» **EXERCISE DESCRIPTION**:
Repeat the whole listing exactly.

DATA FOR THIS TASK below:

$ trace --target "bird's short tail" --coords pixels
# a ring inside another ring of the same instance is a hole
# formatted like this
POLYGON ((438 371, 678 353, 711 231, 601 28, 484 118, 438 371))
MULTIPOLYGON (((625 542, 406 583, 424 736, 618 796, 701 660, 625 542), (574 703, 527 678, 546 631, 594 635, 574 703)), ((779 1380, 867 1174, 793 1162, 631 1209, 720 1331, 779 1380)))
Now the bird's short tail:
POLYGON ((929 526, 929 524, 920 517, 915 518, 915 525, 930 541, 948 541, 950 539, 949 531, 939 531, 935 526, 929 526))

End of DATA FOR THIS TASK.

» **THE ANSWER**:
$ trace --target "bird's short tail" --coords pixels
# a ring inside another ring of the same instance is a hole
# formatted like this
POLYGON ((438 371, 678 353, 711 231, 601 28, 484 118, 438 371))
MULTIPOLYGON (((625 542, 406 583, 424 736, 618 796, 701 660, 625 542), (574 703, 527 678, 546 631, 594 635, 574 703)), ((779 1380, 867 1174, 793 1162, 631 1209, 720 1331, 779 1380)))
Now the bird's short tail:
POLYGON ((929 526, 929 524, 920 517, 915 518, 915 525, 930 541, 948 541, 950 539, 949 531, 939 531, 935 526, 929 526))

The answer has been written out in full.